== 任务材料

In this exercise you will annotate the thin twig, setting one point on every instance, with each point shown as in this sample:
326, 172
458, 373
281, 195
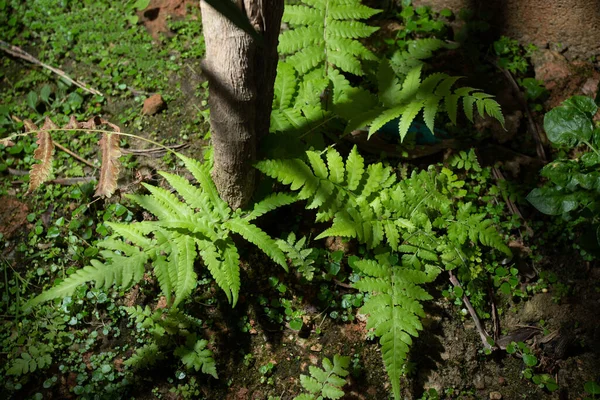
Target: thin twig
69, 152
495, 319
482, 333
72, 181
511, 205
152, 150
533, 127
20, 53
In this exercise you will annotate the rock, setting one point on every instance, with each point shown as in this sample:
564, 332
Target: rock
479, 382
316, 347
153, 104
539, 307
550, 66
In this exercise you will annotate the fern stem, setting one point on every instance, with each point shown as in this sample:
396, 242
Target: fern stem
166, 148
591, 147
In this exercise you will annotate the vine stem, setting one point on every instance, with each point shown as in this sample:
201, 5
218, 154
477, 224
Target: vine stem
478, 325
592, 147
166, 148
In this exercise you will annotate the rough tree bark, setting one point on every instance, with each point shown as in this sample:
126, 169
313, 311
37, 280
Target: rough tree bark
240, 75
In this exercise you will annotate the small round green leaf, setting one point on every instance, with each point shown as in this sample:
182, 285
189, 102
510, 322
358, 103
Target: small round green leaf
529, 360
591, 388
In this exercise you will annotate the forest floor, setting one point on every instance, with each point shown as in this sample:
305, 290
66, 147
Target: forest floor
553, 305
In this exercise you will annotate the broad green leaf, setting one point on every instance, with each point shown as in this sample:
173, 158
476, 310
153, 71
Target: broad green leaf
567, 126
552, 201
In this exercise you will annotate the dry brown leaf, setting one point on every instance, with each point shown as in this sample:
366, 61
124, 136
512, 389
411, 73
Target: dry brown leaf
40, 172
7, 142
109, 172
72, 124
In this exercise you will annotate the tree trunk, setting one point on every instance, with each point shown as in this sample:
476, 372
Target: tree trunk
240, 75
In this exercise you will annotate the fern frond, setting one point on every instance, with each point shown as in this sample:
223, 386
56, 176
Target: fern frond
202, 174
355, 168
324, 34
285, 84
41, 171
394, 309
255, 235
418, 95
162, 270
270, 203
327, 382
103, 274
146, 355
231, 267
184, 252
224, 275
192, 195
196, 356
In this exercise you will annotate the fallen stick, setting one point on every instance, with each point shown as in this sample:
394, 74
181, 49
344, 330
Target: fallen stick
20, 53
478, 325
533, 127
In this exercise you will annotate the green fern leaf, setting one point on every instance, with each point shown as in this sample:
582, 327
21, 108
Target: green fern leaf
186, 277
202, 174
300, 14
443, 89
192, 195
451, 103
352, 10
289, 172
163, 275
98, 272
223, 276
410, 86
336, 166
270, 203
146, 355
394, 309
317, 164
285, 85
300, 38
355, 168
231, 265
350, 29
408, 115
307, 59
130, 232
342, 226
430, 109
195, 355
385, 117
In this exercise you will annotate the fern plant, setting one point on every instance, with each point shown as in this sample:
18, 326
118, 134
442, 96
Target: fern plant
394, 307
298, 255
325, 35
163, 326
326, 382
37, 357
194, 221
418, 218
416, 52
404, 100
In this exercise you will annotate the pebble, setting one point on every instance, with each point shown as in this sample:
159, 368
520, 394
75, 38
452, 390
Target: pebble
316, 347
153, 104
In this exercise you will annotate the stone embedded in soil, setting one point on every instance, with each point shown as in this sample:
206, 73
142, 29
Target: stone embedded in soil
153, 104
479, 382
316, 347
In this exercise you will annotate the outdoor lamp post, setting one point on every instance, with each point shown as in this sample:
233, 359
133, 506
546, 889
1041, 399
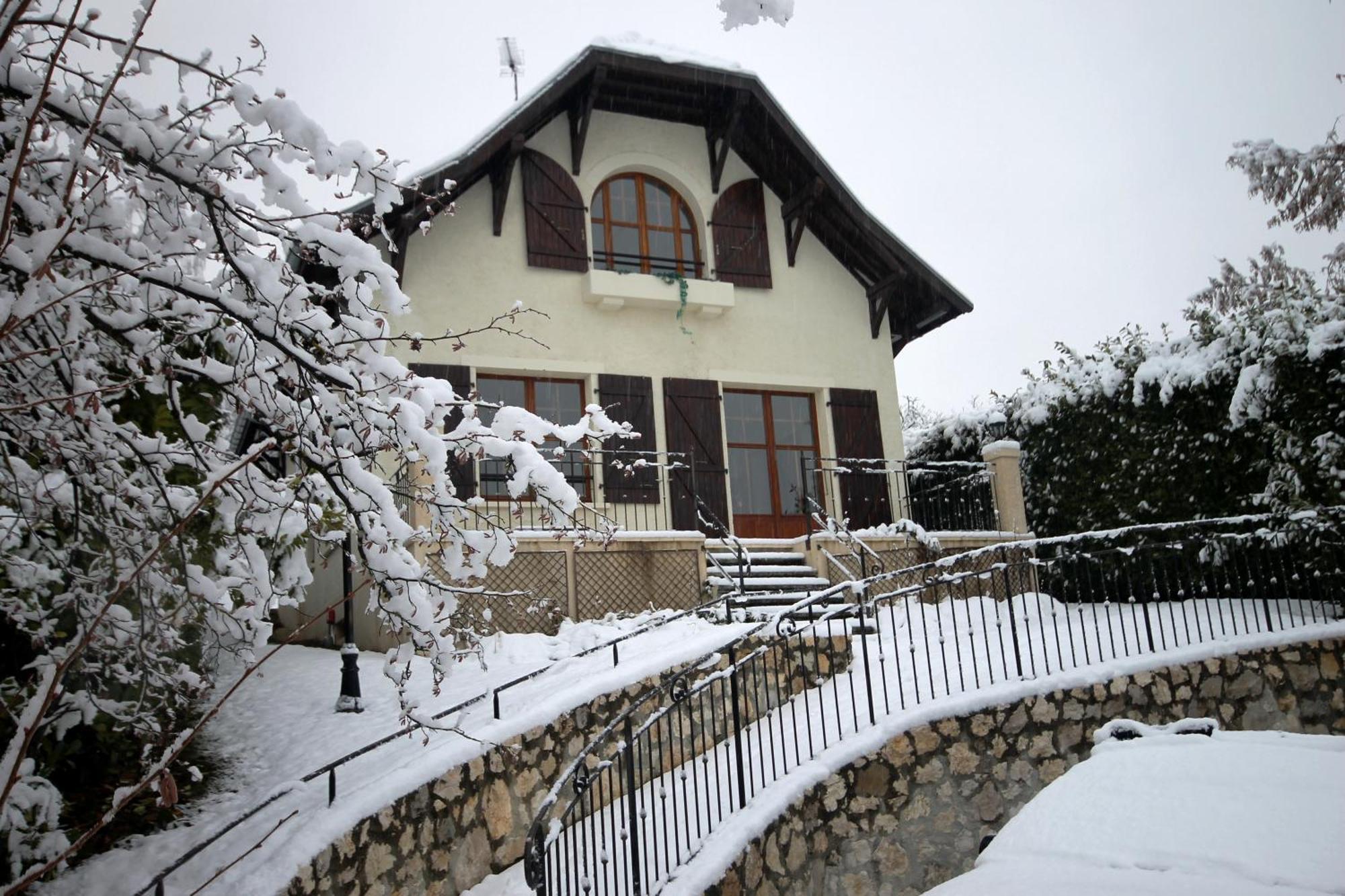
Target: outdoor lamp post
350, 700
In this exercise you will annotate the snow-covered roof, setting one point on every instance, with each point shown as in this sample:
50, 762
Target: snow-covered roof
630, 42
633, 76
1234, 813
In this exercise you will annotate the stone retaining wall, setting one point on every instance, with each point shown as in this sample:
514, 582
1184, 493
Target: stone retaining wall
911, 815
450, 833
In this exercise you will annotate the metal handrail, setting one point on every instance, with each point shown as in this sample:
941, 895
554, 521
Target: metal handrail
330, 768
687, 740
973, 503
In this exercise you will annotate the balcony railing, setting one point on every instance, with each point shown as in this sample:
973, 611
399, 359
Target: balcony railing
875, 491
619, 491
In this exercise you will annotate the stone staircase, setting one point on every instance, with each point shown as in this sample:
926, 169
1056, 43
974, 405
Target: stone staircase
771, 581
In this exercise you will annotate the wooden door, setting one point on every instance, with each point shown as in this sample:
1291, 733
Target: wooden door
692, 420
855, 420
770, 434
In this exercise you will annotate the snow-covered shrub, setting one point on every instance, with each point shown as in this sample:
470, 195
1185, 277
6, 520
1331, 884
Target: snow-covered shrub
1243, 412
163, 276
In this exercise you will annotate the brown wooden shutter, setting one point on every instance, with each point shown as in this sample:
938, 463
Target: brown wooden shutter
634, 400
462, 469
692, 420
742, 255
553, 214
855, 420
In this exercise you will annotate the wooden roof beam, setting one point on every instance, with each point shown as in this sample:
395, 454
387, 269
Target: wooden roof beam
502, 171
719, 135
580, 112
882, 298
796, 213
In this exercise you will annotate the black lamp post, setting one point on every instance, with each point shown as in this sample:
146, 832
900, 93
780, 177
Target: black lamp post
350, 700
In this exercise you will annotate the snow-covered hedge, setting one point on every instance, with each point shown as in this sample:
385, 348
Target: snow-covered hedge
1243, 411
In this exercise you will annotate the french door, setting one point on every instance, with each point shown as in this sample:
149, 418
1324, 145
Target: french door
770, 434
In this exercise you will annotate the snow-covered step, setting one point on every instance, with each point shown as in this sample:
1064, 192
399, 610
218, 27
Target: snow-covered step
762, 556
781, 599
775, 583
765, 569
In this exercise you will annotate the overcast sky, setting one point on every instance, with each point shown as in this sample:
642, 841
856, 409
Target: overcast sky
1062, 163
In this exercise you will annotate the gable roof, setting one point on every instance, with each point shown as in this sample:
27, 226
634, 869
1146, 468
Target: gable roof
735, 107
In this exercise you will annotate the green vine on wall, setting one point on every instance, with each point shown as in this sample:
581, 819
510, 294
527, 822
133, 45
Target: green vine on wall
683, 287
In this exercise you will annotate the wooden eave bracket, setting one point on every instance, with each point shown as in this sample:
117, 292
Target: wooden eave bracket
796, 213
580, 112
882, 296
719, 135
502, 171
903, 329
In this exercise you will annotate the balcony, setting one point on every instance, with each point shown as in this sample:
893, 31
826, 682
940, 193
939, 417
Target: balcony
614, 290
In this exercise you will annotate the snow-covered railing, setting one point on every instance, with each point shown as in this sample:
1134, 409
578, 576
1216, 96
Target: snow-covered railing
619, 490
648, 792
329, 771
874, 491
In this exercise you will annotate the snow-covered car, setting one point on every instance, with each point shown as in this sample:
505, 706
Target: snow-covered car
1167, 810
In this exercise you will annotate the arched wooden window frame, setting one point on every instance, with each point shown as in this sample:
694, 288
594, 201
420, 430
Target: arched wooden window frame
602, 231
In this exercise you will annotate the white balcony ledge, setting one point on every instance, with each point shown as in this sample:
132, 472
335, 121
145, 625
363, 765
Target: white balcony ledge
613, 291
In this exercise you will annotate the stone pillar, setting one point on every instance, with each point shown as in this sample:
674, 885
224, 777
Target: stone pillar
1004, 458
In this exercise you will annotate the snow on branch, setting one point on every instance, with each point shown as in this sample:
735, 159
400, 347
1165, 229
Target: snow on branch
163, 276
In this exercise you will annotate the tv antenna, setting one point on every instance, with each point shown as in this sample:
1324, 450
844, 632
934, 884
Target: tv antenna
512, 61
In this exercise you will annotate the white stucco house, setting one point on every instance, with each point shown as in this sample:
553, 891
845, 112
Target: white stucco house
705, 275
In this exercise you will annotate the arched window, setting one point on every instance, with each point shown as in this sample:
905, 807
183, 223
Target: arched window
641, 224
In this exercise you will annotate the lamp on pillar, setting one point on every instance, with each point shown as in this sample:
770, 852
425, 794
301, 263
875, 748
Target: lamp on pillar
350, 701
1004, 459
997, 425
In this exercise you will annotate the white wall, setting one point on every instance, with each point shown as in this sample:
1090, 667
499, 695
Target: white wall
809, 333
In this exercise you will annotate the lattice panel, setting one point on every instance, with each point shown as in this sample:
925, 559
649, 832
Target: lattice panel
631, 581
900, 559
543, 606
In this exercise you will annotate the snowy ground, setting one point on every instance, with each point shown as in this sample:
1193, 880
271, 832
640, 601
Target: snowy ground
925, 663
1234, 814
282, 725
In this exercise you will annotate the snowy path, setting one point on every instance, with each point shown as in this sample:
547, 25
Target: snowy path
925, 662
282, 725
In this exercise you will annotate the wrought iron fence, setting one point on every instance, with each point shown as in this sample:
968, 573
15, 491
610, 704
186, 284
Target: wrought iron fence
649, 791
500, 705
938, 495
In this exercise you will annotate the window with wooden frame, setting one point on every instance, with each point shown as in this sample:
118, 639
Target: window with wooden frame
770, 435
642, 225
558, 400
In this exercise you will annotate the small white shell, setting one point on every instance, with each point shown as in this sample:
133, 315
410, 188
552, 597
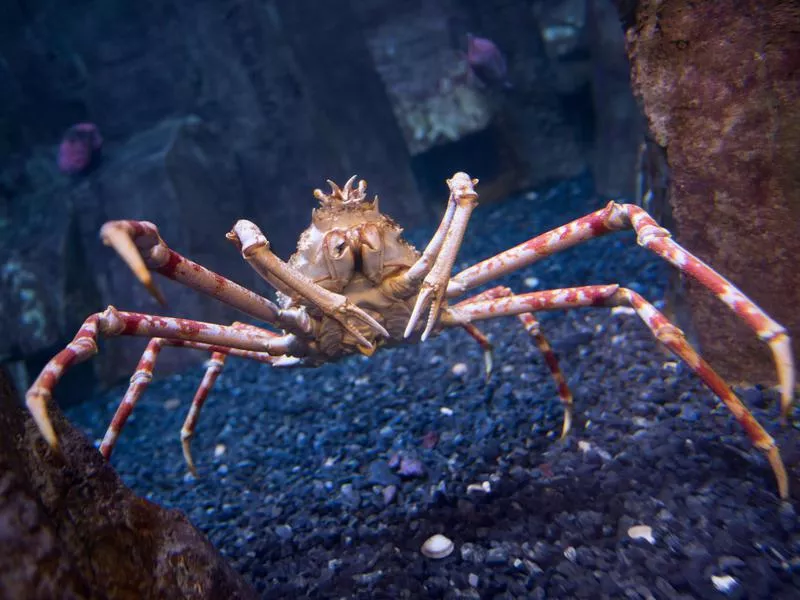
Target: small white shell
459, 369
437, 546
642, 532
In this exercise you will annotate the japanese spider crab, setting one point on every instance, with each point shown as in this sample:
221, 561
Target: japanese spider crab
355, 285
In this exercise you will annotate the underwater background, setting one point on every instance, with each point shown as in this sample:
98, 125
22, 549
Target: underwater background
330, 482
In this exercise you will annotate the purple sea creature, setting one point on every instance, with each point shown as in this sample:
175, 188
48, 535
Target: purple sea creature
411, 467
80, 148
486, 62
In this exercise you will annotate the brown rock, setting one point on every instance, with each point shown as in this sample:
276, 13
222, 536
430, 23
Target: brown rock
73, 530
720, 82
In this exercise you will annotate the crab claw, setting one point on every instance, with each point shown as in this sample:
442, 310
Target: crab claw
348, 310
429, 294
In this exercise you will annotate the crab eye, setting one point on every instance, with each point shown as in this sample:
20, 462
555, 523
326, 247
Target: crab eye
337, 244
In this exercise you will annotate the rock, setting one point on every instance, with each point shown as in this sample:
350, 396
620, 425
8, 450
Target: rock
70, 528
732, 187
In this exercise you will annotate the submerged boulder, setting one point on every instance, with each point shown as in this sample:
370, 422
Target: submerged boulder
69, 528
719, 83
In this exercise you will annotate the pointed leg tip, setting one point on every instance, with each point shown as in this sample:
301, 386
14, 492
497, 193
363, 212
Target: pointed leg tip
488, 364
565, 429
187, 457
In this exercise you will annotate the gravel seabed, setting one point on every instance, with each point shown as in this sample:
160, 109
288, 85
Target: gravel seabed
297, 485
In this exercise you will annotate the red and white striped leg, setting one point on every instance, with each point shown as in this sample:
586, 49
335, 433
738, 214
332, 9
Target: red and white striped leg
672, 337
213, 368
140, 379
533, 328
112, 322
140, 245
616, 217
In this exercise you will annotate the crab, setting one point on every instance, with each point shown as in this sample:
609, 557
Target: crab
354, 285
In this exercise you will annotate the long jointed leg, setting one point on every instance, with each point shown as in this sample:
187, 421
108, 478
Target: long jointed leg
255, 250
434, 285
112, 322
533, 328
140, 246
672, 337
144, 374
213, 368
615, 217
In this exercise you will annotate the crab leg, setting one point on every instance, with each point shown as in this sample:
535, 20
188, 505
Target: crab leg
143, 375
140, 246
616, 217
255, 250
534, 329
434, 286
669, 335
213, 368
407, 283
112, 322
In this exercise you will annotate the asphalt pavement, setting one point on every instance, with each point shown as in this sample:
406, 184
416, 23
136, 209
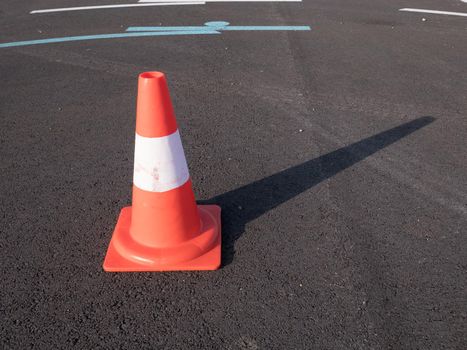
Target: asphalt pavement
337, 154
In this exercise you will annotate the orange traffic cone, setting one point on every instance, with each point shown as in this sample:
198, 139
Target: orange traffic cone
164, 230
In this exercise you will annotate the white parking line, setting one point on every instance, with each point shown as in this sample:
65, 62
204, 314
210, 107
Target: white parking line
463, 14
117, 6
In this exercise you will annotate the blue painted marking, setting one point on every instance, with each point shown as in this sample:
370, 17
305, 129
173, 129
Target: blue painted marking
208, 28
105, 36
219, 26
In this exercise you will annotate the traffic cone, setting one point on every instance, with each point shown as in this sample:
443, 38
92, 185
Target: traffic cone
164, 229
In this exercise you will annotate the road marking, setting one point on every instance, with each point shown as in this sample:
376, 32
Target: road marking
463, 14
156, 1
148, 3
169, 3
208, 28
217, 26
103, 36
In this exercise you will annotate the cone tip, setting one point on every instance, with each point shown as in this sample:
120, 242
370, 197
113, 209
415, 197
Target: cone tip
152, 75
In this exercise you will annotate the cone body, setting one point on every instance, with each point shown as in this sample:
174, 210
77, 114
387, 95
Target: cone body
164, 229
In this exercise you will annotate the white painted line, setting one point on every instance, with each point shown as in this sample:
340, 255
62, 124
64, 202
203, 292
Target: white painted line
463, 14
175, 1
165, 3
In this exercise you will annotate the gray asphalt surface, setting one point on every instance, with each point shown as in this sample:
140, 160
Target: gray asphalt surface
338, 156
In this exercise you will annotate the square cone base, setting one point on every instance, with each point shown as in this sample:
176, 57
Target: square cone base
210, 260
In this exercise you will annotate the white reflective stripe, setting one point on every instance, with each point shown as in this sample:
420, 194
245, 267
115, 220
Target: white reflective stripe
160, 163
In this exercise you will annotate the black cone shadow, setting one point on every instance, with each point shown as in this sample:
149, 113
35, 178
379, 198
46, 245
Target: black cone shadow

====

> _任务目标_: 把从包含"In this exercise you will annotate the cone body, setting"的那一行起、到全部行末尾为止的各行重新写出，标注说明也要照录。其中答案里的点坐标都乘以0.55，按四舍五入取整数（恰为0.5时进位），说明里的示例坐标保持原样。

> _任务解答_:
In this exercise you will annotate the cone body, setting one point on every instance, with each point shown as in this sample:
174, 210
77, 114
387, 95
Target: cone body
90, 126
In this exercise you will annotate the white painted line, setting one point on every instance, with each point shown as in this sample:
340, 255
62, 124
64, 202
203, 292
Target: white painted line
255, 8
96, 1
91, 2
In this exercise you will annotate the gray asphalt surface, setting one point on every instance, with each point shown as in this sample:
140, 160
Target: gray asphalt surface
186, 86
In this exercise you will annotate the square cone base, setting one point on every instance, with each point shown as in this sample:
176, 57
Target: square cone base
116, 143
In this exercise you will annotate the white reflective stripe, setting one point on every instance, with each point shown as in this sample:
420, 194
245, 267
115, 220
Target: white reflective stripe
88, 90
In this exercise you will annotate the black cone shadow, setting one point on every instance, with each point shown as in this sample:
149, 113
35, 178
379, 198
46, 245
Target: black cone shadow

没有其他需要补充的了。